# Cork Bark Sterilization



## Tweak (May 11, 2012)

Firstly, I did attempt to run a search for this question but no such luck. I know that the common practice to sterilize bark from the woods is to bake it, but is this necessary for the cork bark rounds exo terra sells?


----------



## poisoned (May 11, 2012)

No, you don't have to. I bake ones from outside just to kill any bugs that might live inside. IMO mold is more likely to grow on sterilized material.


----------



## Sedition (May 11, 2012)

Considering the persistence of life, achieving a state of absolute sterility is impossible (and unecessary in this case). Nevertheless, it's a good idea to attempt the reduction of 'unwanteds' in your enclosures. (Porous organics may be exposed to a host of invasive things during shipment and storage, regardless of the best efforts of any given supply source.)


----------



## philge (May 11, 2012)

You probably wont need to sterilize cork bark bought from a pet store or online. If you want to be safe about it, just toss it in the microwave for a few minutes. That's usually what I do. It's faster and easier than baking it, and I hate turning the oven on when it's warm out.


----------



## hamhock 74 (May 11, 2012)

I just give it a wash to get all the dust and dirt off, let it dry then cut as needed.


----------

* _PROBLEM 1_
From the forum thread on sterilizing cork bark, pull out the section that starts with the words containing "## poisoned (May" and ends with "on sterilized material.", copied word for word.
The forum thread and the entries that follow it have nothing to do with each other.

* _THE INPUT_
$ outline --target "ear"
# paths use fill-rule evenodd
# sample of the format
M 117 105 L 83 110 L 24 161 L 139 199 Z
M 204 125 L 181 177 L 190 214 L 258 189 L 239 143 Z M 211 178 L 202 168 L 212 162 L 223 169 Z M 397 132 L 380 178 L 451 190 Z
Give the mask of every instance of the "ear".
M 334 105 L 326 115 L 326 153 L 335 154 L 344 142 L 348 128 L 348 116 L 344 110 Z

* _PROBLEM 2_
Rewrite every line of the entries above as a numbered list, leaving out any blank lines.

* _TASK ANSWER 1_
## poisoned (May 11, 2012)

No, you don't have to. I bake ones from outside just to kill any bugs that might live inside. IMO mold is more likely to grow on sterilized material.

* _TASK ANSWER 2_
1. $ outline --target "ear"
2. # paths use fill-rule evenodd
3. # sample of the format
4. M 117 105 L 83 110 L 24 161 L 139 199 Z
5. M 204 125 L 181 177 L 190 214 L 258 189 L 239 143 Z M 211 178 L 202 168 L 212 162 L 223 169 Z M 397 132 L 380 178 L 451 190 Z
6. Give the mask of every instance of the "ear".
7. M 334 105 L 326 115 L 326 153 L 335 154 L 344 142 L 348 128 L 348 116 L 344 110 Z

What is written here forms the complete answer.